[Spatial localization data]
=== Section Start ===

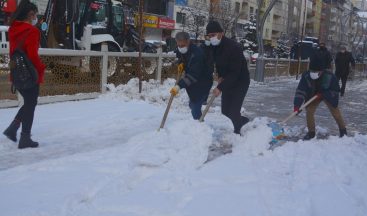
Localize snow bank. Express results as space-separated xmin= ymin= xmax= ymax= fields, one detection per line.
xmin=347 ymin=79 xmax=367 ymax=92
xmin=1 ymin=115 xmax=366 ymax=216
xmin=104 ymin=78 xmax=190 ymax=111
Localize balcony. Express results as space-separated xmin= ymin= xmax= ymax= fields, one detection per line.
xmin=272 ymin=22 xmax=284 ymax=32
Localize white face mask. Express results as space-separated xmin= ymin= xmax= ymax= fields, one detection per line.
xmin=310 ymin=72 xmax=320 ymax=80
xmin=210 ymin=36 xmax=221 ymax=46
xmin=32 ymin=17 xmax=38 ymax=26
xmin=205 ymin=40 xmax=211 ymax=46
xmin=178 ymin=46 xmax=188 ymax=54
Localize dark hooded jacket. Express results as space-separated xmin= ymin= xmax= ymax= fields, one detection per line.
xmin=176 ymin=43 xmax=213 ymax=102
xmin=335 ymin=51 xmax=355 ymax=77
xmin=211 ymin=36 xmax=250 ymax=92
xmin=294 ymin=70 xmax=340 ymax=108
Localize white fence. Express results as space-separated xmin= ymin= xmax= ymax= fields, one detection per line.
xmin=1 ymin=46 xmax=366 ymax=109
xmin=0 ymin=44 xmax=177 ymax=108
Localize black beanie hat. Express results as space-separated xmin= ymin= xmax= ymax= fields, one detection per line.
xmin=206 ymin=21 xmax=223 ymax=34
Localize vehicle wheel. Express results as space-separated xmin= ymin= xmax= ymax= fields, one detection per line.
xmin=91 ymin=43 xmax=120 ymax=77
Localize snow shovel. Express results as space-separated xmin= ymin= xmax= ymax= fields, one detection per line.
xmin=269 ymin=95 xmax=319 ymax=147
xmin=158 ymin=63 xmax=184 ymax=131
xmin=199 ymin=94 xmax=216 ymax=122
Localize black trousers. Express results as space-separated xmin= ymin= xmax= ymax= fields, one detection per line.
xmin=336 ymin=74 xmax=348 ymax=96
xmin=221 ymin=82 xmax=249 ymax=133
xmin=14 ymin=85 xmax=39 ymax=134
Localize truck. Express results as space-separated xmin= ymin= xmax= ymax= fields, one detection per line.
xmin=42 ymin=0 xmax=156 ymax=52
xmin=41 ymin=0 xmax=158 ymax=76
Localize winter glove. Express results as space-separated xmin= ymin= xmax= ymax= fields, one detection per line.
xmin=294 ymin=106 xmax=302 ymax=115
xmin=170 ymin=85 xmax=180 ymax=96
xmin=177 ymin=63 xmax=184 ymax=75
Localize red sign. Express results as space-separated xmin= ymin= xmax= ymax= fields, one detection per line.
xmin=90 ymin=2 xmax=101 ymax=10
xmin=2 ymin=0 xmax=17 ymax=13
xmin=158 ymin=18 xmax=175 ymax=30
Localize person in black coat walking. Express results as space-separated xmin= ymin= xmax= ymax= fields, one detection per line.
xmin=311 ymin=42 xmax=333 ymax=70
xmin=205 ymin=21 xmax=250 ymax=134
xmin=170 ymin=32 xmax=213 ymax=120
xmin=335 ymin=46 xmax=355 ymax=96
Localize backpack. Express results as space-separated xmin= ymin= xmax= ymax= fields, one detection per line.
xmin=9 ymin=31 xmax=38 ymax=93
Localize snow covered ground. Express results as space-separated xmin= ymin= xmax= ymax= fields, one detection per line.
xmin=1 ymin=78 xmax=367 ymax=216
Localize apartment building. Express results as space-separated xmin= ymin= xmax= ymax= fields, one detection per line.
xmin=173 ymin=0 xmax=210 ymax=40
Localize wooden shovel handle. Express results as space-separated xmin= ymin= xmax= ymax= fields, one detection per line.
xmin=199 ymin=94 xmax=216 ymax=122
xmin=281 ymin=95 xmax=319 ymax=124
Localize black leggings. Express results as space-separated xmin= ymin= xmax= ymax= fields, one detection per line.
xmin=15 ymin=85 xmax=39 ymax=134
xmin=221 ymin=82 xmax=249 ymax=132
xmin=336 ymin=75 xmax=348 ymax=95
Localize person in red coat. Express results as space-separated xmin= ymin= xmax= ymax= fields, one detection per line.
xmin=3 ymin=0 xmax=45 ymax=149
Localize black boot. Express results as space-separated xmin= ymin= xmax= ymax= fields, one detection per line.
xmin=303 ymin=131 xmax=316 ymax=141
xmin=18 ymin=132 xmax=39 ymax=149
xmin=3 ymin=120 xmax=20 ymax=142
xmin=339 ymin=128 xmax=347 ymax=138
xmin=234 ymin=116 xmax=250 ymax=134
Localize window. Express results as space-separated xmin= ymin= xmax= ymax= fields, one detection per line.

=== Section End ===

What this task involves: Wherever a picture appears, omit it; copy the rest of the data exactly.

Solution to this task:
Localize snow bank. Express results as space-separated xmin= ymin= xmax= ymax= fields, one detection per line.
xmin=347 ymin=79 xmax=367 ymax=92
xmin=1 ymin=115 xmax=366 ymax=216
xmin=104 ymin=78 xmax=190 ymax=111
Localize balcony. Express results as space-separated xmin= ymin= xmax= ymax= fields, one detection per line.
xmin=272 ymin=22 xmax=284 ymax=32
Localize white face mask. Express results as space-separated xmin= ymin= xmax= ymax= fields, one detection per line.
xmin=310 ymin=72 xmax=320 ymax=80
xmin=210 ymin=36 xmax=221 ymax=46
xmin=32 ymin=17 xmax=38 ymax=26
xmin=205 ymin=40 xmax=211 ymax=46
xmin=178 ymin=46 xmax=188 ymax=54
Localize dark hooded jacket. Express results as space-separated xmin= ymin= xmax= ymax= fields, one detection per line.
xmin=176 ymin=43 xmax=213 ymax=102
xmin=335 ymin=51 xmax=355 ymax=77
xmin=211 ymin=36 xmax=250 ymax=92
xmin=294 ymin=70 xmax=340 ymax=108
Localize white fence. Express results as space-separated xmin= ymin= xmax= ymax= fields, one detection per line.
xmin=1 ymin=46 xmax=366 ymax=109
xmin=0 ymin=44 xmax=177 ymax=108
Localize black beanie hat. Express results as space-separated xmin= ymin= xmax= ymax= fields, one detection per line.
xmin=206 ymin=21 xmax=223 ymax=34
Localize vehicle wheel. Express results as space-separated xmin= ymin= xmax= ymax= fields, one detection per line.
xmin=91 ymin=43 xmax=120 ymax=77
Localize snow shovel. Express results as space-separated xmin= ymin= xmax= ymax= fields, one detection per line.
xmin=269 ymin=95 xmax=319 ymax=147
xmin=158 ymin=63 xmax=184 ymax=131
xmin=199 ymin=94 xmax=216 ymax=122
Localize black trousers. Express results as space-separated xmin= ymin= xmax= ymax= fields, one detection per line.
xmin=336 ymin=74 xmax=348 ymax=96
xmin=221 ymin=82 xmax=249 ymax=133
xmin=14 ymin=85 xmax=39 ymax=134
Localize truck. Express results as space-separated xmin= ymin= xmax= ymax= fields, one detection per line.
xmin=42 ymin=0 xmax=156 ymax=52
xmin=41 ymin=0 xmax=158 ymax=76
Localize winter glove. Express results as space-separated xmin= ymin= xmax= ymax= fields, one detection per line.
xmin=294 ymin=106 xmax=302 ymax=115
xmin=170 ymin=85 xmax=180 ymax=96
xmin=177 ymin=63 xmax=184 ymax=75
Localize red sign. Express results as space-separated xmin= ymin= xmax= ymax= fields, one detection per line.
xmin=90 ymin=2 xmax=101 ymax=10
xmin=2 ymin=0 xmax=17 ymax=13
xmin=158 ymin=18 xmax=175 ymax=30
Localize person in black coat walking. Express results as space-separated xmin= ymin= xmax= ymax= fields, one detection per line.
xmin=311 ymin=42 xmax=333 ymax=70
xmin=205 ymin=21 xmax=250 ymax=134
xmin=170 ymin=32 xmax=213 ymax=120
xmin=335 ymin=46 xmax=355 ymax=96
Localize backpack. Express results as space-separated xmin= ymin= xmax= ymax= fields, one detection per line.
xmin=9 ymin=31 xmax=38 ymax=93
Localize snow covered ground. Express results as space-separated xmin= ymin= xmax= ymax= fields, one detection per line.
xmin=1 ymin=78 xmax=367 ymax=216
Localize apartment building. Express results as space-separated xmin= ymin= xmax= ymax= fields, one detection per line.
xmin=173 ymin=0 xmax=210 ymax=40
Localize wooden shovel handle. Express results as space-separated xmin= ymin= xmax= ymax= fields, one detection per line.
xmin=199 ymin=94 xmax=216 ymax=122
xmin=281 ymin=95 xmax=319 ymax=124
Localize black leggings. Express results as space-separated xmin= ymin= xmax= ymax= fields, one detection per line.
xmin=15 ymin=85 xmax=39 ymax=134
xmin=221 ymin=82 xmax=249 ymax=132
xmin=336 ymin=75 xmax=348 ymax=95
Localize person in red coat. Express results as space-separated xmin= ymin= xmax= ymax= fields, one detection per line.
xmin=3 ymin=0 xmax=45 ymax=149
Localize black boot. Express results as space-separated xmin= ymin= xmax= ymax= fields, one detection per line.
xmin=303 ymin=131 xmax=316 ymax=141
xmin=18 ymin=132 xmax=39 ymax=149
xmin=3 ymin=120 xmax=20 ymax=142
xmin=339 ymin=128 xmax=347 ymax=138
xmin=234 ymin=116 xmax=250 ymax=134
Localize window. Express results as space-separated xmin= ymin= xmax= ymax= fields, one detection per line.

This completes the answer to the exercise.